**Task goal:** Nothing but the lines from the line with "concrete bridge pier" through the end of the data is to be copied, and each is to be copied exactly.

**Data for this task:**
——————
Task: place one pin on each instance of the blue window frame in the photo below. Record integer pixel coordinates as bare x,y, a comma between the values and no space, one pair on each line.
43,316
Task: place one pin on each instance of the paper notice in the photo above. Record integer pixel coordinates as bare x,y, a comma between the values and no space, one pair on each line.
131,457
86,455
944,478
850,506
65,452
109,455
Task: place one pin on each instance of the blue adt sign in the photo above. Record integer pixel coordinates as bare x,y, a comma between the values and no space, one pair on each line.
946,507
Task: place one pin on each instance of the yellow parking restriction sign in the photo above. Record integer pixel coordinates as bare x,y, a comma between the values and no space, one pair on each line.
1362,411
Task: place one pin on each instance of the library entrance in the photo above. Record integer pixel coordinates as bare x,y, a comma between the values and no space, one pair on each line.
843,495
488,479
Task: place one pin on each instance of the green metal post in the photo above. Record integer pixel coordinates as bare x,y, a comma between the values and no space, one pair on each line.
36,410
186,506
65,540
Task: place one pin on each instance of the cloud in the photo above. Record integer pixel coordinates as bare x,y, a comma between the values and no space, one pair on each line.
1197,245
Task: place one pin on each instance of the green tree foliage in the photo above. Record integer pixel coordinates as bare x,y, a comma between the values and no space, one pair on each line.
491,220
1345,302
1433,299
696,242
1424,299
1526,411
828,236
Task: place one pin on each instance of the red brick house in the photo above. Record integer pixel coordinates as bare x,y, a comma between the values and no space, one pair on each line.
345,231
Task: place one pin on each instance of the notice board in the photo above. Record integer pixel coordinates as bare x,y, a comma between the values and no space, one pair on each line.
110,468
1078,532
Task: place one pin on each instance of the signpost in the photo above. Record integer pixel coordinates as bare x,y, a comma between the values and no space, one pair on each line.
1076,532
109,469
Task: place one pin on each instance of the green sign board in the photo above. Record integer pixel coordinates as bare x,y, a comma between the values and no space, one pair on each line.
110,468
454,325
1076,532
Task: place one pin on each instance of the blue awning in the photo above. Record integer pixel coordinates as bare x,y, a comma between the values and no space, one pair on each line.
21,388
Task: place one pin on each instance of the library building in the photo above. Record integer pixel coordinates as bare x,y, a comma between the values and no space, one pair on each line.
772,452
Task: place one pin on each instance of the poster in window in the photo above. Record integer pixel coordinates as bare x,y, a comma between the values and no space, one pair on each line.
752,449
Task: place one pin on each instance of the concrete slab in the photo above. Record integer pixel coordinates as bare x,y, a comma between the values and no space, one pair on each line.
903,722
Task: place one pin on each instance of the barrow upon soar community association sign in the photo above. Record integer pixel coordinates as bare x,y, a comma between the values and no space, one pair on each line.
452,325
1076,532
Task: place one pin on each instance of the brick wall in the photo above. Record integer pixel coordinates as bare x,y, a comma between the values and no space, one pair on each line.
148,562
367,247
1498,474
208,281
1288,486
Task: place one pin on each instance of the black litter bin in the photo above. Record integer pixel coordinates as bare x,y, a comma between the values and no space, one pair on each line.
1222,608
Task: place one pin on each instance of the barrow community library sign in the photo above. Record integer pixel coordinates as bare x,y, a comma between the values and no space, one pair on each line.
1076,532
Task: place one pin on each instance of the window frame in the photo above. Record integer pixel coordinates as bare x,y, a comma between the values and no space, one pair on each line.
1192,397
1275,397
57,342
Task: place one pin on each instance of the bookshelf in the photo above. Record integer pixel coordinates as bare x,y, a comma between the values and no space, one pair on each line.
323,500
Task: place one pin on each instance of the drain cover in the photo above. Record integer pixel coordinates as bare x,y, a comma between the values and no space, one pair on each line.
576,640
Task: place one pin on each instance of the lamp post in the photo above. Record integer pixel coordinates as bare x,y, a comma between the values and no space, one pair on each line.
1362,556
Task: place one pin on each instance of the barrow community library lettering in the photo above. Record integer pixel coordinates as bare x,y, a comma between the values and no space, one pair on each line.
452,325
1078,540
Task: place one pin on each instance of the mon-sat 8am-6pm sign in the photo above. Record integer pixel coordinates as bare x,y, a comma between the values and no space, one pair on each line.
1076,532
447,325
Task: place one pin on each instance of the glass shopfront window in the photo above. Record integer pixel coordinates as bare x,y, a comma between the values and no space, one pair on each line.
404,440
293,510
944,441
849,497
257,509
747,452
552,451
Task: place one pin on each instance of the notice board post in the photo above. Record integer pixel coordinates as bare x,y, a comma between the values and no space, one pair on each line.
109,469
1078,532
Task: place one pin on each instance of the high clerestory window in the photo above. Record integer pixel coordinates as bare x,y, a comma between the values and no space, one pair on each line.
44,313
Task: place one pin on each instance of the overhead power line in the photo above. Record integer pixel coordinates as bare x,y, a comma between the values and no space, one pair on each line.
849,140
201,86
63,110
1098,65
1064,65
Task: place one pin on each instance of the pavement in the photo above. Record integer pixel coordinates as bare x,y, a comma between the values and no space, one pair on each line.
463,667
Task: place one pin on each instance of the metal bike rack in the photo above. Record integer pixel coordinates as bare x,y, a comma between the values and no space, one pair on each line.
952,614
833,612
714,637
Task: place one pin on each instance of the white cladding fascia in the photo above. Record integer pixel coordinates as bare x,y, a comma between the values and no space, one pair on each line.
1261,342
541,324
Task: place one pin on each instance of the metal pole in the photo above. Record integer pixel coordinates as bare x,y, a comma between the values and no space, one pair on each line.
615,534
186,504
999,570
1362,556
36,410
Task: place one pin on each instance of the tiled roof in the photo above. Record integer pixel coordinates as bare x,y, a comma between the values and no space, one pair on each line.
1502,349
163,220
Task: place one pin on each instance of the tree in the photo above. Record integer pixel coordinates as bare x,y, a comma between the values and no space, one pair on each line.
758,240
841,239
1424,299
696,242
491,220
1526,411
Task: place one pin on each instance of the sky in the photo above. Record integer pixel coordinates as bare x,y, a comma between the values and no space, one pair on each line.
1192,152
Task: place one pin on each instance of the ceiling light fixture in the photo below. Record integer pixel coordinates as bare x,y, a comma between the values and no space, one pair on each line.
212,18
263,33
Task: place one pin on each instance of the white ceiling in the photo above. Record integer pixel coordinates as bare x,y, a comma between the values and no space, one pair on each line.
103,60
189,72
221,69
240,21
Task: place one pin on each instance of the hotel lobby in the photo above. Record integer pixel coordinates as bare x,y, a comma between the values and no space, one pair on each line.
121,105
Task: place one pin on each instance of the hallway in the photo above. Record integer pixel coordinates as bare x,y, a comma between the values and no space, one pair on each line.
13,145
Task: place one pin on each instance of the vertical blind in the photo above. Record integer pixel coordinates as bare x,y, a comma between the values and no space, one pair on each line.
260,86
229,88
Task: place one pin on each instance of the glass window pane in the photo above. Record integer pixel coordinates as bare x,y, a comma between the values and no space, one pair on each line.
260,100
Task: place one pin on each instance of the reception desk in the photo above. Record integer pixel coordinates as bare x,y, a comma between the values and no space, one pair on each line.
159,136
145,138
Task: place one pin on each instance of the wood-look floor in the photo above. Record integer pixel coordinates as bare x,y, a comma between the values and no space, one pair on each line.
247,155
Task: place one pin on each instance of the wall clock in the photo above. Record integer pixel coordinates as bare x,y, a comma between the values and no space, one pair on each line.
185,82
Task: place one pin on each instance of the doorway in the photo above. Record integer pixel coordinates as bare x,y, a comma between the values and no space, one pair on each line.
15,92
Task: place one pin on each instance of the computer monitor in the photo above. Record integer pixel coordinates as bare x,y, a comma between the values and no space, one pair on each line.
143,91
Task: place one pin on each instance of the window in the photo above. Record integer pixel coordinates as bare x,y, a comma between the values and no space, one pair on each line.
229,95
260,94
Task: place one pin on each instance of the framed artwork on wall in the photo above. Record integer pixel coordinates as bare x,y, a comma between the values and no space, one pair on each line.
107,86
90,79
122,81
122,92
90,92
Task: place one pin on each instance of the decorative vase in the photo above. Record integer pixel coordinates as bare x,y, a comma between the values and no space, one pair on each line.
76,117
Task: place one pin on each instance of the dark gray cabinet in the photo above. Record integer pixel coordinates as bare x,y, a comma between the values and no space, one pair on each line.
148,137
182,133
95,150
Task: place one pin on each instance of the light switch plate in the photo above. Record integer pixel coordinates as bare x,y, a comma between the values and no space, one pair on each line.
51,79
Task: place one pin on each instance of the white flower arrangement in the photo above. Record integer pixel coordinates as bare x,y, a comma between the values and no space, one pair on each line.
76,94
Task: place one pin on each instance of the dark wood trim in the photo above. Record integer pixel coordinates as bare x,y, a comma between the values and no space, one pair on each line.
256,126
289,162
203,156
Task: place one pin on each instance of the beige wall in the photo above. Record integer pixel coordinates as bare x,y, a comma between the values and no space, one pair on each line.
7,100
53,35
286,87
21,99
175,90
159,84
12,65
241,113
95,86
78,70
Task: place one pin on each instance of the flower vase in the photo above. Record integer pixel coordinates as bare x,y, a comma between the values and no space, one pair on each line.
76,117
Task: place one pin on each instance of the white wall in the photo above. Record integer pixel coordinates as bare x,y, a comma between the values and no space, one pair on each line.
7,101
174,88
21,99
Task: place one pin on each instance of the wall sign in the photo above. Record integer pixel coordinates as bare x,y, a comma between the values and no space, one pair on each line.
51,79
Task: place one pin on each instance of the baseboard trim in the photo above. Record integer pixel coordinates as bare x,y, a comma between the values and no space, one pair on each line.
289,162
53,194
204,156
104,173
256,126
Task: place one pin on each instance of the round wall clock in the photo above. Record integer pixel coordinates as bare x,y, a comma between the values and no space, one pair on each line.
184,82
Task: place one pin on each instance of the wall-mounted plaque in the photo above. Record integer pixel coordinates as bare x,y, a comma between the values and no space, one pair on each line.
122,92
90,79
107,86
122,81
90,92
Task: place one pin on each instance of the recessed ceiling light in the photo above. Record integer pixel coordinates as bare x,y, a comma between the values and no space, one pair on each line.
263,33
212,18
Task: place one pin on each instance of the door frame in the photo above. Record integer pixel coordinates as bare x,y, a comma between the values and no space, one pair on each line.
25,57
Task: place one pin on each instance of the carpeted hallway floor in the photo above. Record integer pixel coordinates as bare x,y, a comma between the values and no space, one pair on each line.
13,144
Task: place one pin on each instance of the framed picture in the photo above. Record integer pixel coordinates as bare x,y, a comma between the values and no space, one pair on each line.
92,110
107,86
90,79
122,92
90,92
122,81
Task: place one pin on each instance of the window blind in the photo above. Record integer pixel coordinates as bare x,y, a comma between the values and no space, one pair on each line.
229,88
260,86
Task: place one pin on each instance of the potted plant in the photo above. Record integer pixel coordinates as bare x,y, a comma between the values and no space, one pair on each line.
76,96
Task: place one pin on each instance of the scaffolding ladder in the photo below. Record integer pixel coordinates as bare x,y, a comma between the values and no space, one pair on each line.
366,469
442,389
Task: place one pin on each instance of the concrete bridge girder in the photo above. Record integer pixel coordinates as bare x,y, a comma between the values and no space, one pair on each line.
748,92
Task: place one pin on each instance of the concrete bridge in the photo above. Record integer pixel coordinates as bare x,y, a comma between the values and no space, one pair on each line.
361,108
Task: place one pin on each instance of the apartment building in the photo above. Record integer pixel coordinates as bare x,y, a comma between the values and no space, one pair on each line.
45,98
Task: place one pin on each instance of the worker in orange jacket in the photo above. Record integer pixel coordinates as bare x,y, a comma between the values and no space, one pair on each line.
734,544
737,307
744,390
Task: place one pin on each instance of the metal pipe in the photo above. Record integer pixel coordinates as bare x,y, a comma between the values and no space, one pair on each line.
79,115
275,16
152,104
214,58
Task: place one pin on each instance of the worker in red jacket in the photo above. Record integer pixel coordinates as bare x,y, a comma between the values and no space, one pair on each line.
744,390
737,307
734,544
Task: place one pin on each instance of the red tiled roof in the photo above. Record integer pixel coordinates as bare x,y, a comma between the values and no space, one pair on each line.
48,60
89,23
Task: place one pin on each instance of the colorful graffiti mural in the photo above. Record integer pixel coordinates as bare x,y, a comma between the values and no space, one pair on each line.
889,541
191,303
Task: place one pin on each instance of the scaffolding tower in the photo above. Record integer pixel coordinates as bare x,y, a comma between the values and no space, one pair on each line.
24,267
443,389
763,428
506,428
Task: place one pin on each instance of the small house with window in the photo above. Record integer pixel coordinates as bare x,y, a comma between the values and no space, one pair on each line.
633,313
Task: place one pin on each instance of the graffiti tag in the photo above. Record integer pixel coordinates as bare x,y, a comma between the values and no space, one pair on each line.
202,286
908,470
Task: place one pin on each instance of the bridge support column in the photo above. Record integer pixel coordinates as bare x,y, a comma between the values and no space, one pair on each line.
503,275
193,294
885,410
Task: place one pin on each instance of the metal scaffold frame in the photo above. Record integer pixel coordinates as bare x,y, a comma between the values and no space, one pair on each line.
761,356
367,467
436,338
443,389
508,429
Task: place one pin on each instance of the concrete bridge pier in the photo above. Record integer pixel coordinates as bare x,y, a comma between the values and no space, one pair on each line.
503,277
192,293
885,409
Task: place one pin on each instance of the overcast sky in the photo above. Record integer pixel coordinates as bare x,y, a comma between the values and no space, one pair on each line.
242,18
——————
**Answer space:**
Task: place one pin on each instance of the concrete bridge pier in the photo above. Record integer pixel coordinates as bare x,y, a comma between the values and no space, one pair on each line.
503,277
192,293
885,409
Task: place one pin on each instance of the overcast sky in the photo above. Record integer pixel coordinates as bare x,y, a comma between the values and no space, one pair on each line.
242,18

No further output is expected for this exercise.